● PROMPT
Reproduce each of the following records verbatim, with no changes of any kind.

** BEGIN ENTRIES SUPPLIED **

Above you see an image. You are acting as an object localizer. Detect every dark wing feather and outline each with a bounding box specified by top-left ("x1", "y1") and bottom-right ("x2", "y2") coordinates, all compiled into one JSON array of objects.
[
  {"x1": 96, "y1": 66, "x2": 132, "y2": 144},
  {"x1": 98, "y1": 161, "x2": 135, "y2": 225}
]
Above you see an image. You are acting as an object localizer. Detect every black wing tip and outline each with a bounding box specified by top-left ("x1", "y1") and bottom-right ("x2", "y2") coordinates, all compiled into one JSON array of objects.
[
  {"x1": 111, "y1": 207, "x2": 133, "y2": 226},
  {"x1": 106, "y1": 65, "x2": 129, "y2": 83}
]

** END ENTRIES SUPPLIED **

● TASK OUTPUT
Above you see an image. You are acting as an object localizer. Detect every dark wing feather and outline each with a bounding box specified by top-left ("x1", "y1") and bottom-right ("x2", "y2") coordinates, all compiled into one JSON array of objects.
[
  {"x1": 96, "y1": 66, "x2": 132, "y2": 144},
  {"x1": 98, "y1": 161, "x2": 135, "y2": 225}
]
Above you see an image. You are acting as an object localizer. Detect every black wing tip and outline each with a bounding box specified by top-left ("x1", "y1") and bottom-right ("x2", "y2") coordinates, all compiled into one JSON array of objects.
[
  {"x1": 111, "y1": 207, "x2": 133, "y2": 226},
  {"x1": 106, "y1": 65, "x2": 129, "y2": 83}
]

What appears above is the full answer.